---- Quoted passage

FTHI: Low Volatility, Not Great Track Record

seekingalpha
2024-09-10

Olena_T

As the recent equity market selloff has likely eroded a material portion of gains year-to-date, investors may be considering alternatives that can deliver juicy distributions with limited volatility. This is the case of covered call ETFs, like the First Trust BuyWrite Income ETF (NASDAQ:FTHI), which writes calls against a portion of its portfolio as a core strategy in order to generate premiums that are distributed monthly to shareholders.

FTHI's allocation bias toward more defensive areas resulted in a portfolio with relatively low valuations. Furthermore, monthly premiums helped reduce volatility compared to the S&P 500 index. Despite these arguably positive factors, its long-term performance has lagged behind the S&P 500 index, as covered call strategies tend to cap gains from the long portion of the portfolio. This positions FTHI as an income-oriented fund, which is accretive in a diversified portfolio, but not a compelling alternative for broader equity market exposure.

ETF Description & Highlights

FTHI is an exchange-traded fund with a primary objective of generating income and, to a lesser extent, capital appreciation for shareholders. The fund invests in U.S. equities, which are selected through an optimization process that favors stocks that usually pay above-average dividends.

The fund also engages in options strategies aiming at generating extra income that is distributed on a monthly basis. This is generally implemented by writing call options or, in some circumstances, call spreads on the S&P 500 index, seeking extra income from premiums on the options sold. The call options written by the fund comprise a portfolio with expirations of less than one year, with at-the-money to slightly out-of-money strike prices. The notional value of calls written typically ranges between 25% and 75% of the total portfolio.

As of September 4, 2024, FTHI had $845 million in AUM, invested in 169 companies, with an average market cap of $166.8 billion in relatively well-diversified allocation, with 46.4% of total holdings in mega caps, 22.9% in large caps, 10.9% in mid caps, 16.7% in small caps and 2.3% in micro caps. This contrasts with the S&P 500 index, represented in this analysis by the SPDR S&P 500 ETF (SPY), where small and micro caps account for only 0.5% of the index, given its market cap-weighting composition.

FTHI's top ten holdings are Microsoft (6.7%), Apple (5.9%), NVIDIA (5.1%), Amazon (3.5%), Meta Platforms (2.4%), Alphabet Class A (2.1%), Berkshire Hathaway (1.9%), Alphabet Class C (1.8%), Blackstone Mortgage Trust (1.7%), and Eli Lilly (1.6%). Together, they represent 33% of total assets, closely mirroring the S&P 500 index's top holdings, except for the real estate finance Blackstone Mortgage Trust.

--------
---- Data provided

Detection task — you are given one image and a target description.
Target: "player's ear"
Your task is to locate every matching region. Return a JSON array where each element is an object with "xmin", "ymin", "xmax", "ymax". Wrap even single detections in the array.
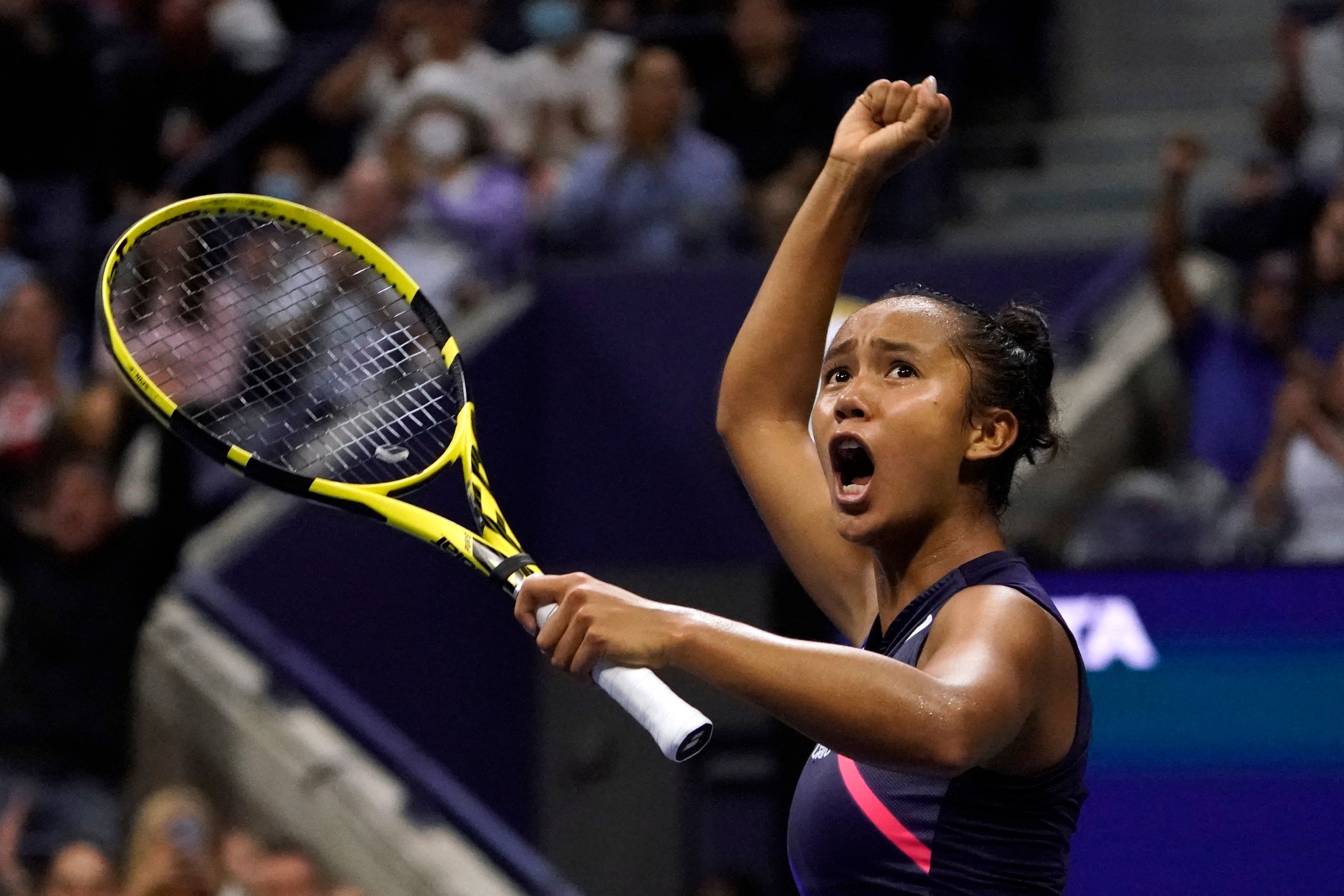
[{"xmin": 965, "ymin": 407, "xmax": 1018, "ymax": 461}]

--------

# [Given request 1]
Rewrite the stretch of the FTHI article from "FTHI: Low Volatility, Not" through "monthly to shareholders.", putting "generous" in place of "juicy".
# [Given request 2]
Condense the paragraph of the FTHI article that begins "The fund also engages in options strategies" into a shorter version that keeps its main facts.
# [Given request 3]
Write the next part of the article on FTHI, picking up after its final paragraph.

# [Exercise output 1]
FTHI: Low Volatility, Not Great Track Record

seekingalpha
2024-09-10

Olena_T

As the recent equity market selloff has likely eroded a material portion of gains year-to-date, investors may be considering alternatives that can deliver generous distributions with limited volatility. This is the case of covered call ETFs, like the First Trust BuyWrite Income ETF (NASDAQ:FTHI), which writes calls against a portion of its portfolio as a core strategy in order to generate premiums that are distributed monthly to shareholders.

# [Exercise output 2]
To generate extra monthly income, the fund writes call options, or sometimes call spreads, on the S&P 500 index and collects the premiums. These calls expire in less than one year and have strike prices from at-the-money to slightly out-of-money. Their notional value typically ranges between 25% and 75% of the total portfolio.

# [Exercise output 3]
Morningstar and First Trust websites, consolidated by the author

Below is a table comparing FTHI to a peer group of ETFs using covered call strategies that have been around for some time. In this list, XYLD and PBP follow the Cboe S&P 500 BuyWrite Index, mirroring the S&P 500 index's allocation with a fully covered call overwrite. KNG and DIVO skew toward dividend stocks, with tactical option call writing. JEPI, the largest in the group, holds a selected portfolio of stocks and sell calls of the S&P 500 index. At last, QYLG selects stocks within the Nasdaq 100 index, with a 50% covered call overwrite on the same index. As we can see, FTHI sits in the middle of the pack, with nearly 70% of the portfolio overwritten by options. These covered call strategies have produced an average 12-month distribution yield of roughly 8% for the peer group, similar to FTHI. Of these, funds with tactical writing strategies yield below 7%, and funds with 100% option overwriting have distributed nearly 9% over the trailing twelve months.

Two notable characteristics of these funds are the relatively high expense ratios, with FTHI at 0.75% while most peers are also above 0.50%, and high portfolio turnover in funds like KNG, JEPI, and FTHI, likely influenced by monthly call options rollovers.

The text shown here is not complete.